Friday, March 11, 2011

Canada’s Dark Secret

Canada continues to mine asbestos and export the fibers to this day, in spite of many health concerns.

by

Eric Stevenson

Asbestos was a highly used and valuable mineral; now most countries consider it to be anything but that. It first mined in the great white north in the 1870’s and continued on to help cities thrive off the resource into the next century. Miners started to contract terminal illnesses such as lung cancer, mesothelioma, and asbestosis in the 1900’s after developing an initial shortness of breath on the mining sites.

The exposure to asbestos has since been revealed as the main cause for some of these diseases. The asbestos exposure affects a thin lining of the lungs, chest, abdomen, and heart. Perhaps the worst part about this type of exposure is the fact that mesothelioma symptoms lay dormant in a latency period that can sometimes last up to 50 years.

Diagnosis often comes late in life, with such a long latency period. The mesothelioma life expectancy is an average of between eight to 14 months following diagnosis.

Canada continues to mine asbestos and export the fibers to this day, in spite of many health concerns. The country tried to mend its image in the 1980’s and save the industry when many customers began removing the mineral from their products. America announced its intention to ban the mineral due to health risks. The possibility of legal action on businesses made using the mineral a massive economic liability, even though the US couldn’t ban asbestos right away.

The world health organization has also banned asbestos, citing it as a carcinogenic. The mineral is also banned in all 27 European Union member countries. While other countries have taken this stance, Canada continues to promote the controlled use of asbestos. They even continue the fight to keep the mineral off a U.N. list of dangerous substances.

Asbestos is only used in Canada in particularly exceptional circumstances today. Much of Canada’s own medical associations don’t support the difference and hypocrisy in Canada’s own standards of asbestos use with the countries they’re exporting it to. Right now it’s considered a hazardous substance within the country and only used under precaution.

DATA UNDER STUDY ::
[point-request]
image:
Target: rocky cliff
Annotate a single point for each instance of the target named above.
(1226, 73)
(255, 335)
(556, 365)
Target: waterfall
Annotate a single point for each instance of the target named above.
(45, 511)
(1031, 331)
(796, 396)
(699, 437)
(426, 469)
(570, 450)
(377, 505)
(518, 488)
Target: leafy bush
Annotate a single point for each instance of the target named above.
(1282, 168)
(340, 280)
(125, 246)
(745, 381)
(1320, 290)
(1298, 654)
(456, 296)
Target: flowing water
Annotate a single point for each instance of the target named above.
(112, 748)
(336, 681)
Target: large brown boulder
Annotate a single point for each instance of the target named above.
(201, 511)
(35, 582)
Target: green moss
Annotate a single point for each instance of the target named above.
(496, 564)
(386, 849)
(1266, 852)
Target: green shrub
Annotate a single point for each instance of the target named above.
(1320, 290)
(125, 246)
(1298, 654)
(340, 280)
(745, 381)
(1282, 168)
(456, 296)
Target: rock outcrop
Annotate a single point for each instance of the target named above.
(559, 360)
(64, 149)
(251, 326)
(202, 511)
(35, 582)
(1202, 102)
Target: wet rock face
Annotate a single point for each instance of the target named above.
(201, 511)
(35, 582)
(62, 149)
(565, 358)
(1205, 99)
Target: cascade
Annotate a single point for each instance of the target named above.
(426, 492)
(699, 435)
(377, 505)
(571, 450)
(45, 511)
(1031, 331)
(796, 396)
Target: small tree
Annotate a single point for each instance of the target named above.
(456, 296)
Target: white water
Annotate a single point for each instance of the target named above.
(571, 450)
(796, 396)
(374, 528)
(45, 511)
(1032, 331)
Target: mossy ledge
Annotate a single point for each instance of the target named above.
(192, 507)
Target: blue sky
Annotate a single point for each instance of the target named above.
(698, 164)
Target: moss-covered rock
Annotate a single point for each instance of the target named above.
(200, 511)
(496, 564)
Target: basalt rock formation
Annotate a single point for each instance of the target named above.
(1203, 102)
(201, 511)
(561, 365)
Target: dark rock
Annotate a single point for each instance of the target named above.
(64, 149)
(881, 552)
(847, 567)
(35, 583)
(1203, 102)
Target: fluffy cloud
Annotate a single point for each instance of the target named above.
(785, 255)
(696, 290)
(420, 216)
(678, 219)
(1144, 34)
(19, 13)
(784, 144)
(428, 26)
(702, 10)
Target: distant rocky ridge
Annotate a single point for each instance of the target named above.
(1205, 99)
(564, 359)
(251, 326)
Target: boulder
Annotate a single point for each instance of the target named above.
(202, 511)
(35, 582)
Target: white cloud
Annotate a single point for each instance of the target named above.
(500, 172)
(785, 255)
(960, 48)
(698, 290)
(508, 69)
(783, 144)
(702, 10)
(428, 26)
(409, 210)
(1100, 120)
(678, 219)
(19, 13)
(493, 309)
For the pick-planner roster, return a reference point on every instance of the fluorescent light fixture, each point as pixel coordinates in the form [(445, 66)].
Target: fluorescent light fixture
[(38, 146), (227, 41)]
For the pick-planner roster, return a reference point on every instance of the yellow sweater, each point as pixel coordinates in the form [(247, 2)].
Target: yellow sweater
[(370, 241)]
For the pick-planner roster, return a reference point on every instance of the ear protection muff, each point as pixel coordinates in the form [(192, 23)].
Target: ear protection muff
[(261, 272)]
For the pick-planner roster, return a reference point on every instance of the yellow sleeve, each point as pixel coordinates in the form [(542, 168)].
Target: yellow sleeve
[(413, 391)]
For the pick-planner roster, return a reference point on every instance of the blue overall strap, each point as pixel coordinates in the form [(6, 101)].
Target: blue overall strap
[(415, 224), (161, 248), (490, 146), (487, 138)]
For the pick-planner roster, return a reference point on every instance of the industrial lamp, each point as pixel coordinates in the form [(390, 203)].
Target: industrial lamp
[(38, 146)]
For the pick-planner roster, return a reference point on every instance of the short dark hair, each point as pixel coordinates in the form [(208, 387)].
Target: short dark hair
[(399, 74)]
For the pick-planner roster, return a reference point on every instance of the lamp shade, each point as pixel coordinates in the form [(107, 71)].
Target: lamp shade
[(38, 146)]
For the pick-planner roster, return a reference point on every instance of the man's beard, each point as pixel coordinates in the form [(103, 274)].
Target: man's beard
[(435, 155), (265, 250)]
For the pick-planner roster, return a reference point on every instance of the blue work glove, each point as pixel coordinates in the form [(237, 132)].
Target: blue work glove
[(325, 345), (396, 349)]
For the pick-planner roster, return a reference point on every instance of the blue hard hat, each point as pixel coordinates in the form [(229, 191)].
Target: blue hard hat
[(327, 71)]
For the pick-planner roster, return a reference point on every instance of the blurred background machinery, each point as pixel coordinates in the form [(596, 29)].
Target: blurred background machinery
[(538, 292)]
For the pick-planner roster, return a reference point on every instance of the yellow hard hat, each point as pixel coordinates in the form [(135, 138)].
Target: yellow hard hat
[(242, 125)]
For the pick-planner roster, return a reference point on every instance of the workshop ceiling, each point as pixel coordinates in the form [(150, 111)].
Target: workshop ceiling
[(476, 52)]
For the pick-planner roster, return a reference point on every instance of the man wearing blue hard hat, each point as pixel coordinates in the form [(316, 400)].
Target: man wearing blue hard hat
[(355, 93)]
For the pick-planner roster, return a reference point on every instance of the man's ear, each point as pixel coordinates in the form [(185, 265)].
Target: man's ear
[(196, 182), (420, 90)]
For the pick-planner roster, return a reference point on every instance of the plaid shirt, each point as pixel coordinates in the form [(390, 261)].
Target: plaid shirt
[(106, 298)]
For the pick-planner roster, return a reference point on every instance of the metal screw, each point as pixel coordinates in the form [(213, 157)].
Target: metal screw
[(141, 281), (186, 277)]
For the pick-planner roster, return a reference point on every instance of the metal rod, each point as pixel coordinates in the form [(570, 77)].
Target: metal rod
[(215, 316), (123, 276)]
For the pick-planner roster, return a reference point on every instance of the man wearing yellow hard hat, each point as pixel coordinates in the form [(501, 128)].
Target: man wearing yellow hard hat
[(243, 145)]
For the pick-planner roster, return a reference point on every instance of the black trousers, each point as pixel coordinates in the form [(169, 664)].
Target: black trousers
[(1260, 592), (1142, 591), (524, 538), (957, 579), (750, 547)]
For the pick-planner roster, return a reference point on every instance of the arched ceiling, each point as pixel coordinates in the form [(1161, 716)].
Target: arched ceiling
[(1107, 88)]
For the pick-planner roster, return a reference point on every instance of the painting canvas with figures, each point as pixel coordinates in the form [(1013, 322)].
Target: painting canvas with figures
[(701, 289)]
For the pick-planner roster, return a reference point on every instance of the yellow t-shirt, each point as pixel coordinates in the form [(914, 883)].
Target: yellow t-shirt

ACTIVITIES ::
(a) Answer these from the article on Canada's asbestos:
(i) In what decade was asbestos first mined in Canada?
(ii) How long can the latency period for mesothelioma symptoms last?
(iii) In how many European Union member countries is the mineral banned?
(b) Based on the article on Canada's asbestos, is each statement true? Answer yes or no and quote the words that decide it.
(i) After a mesothelioma diagnosis, life expectancy averages eight to 14 months.
(ii) The US was able to ban asbestos right away.
(iii) Canada wants asbestos placed on a U.N. list of dangerous substances.
(c) Carry on the article about Canada's asbestos trade, starting after its last sentence.

YOUR WRITTEN ANSWERS ::
(a)
(i) The 1870’s.
(ii) Up to 50 years.
(iii) All 27.

(b)
(i) Yes: "The mesothelioma life expectancy is an average of between eight to 14 months following diagnosis."
(ii) No: "even though the US couldn’t ban asbestos right away."
(iii) No: "They even continue the fight to keep the mineral off a U.N. list of dangerous substances."

(c)
Perhaps the worst thing about the situation is the types of countries to which the asbestos are dumped onto are third world countries with little or no health and safety regulations. These countries are exposed to a high number of hazardous exposures and have very little resources in helping those affected.

The Canadian government has a certain interest in keeping this trade alive as 95 percent of the 240 tons mined per year is exported out. The country is the fourth largest exporter of asbestos in the world, putting itself at the forefront of western support for the mineral.

Just recently, a high amount of criticism has been brought on towards Canada’s prominent role in the global asbestos industry. Through different media outlets, documentaries, and reports, the country is continuing to come under fire for its exporting practices.

While many Canadians are against the mining of this mineral and speak up to have it stopped, it’s clear that there is still a faction completely behind asbestos exporting due to its monetary value. With the spread of related illnesses and the controversy surrounding the mineral, hopefully this type of exporting comes to end in the near future. There’s certainly an opportunity to impact a rather hypocritical policy where Canada exports asbestos to other countries but actively tries to remove it from its own.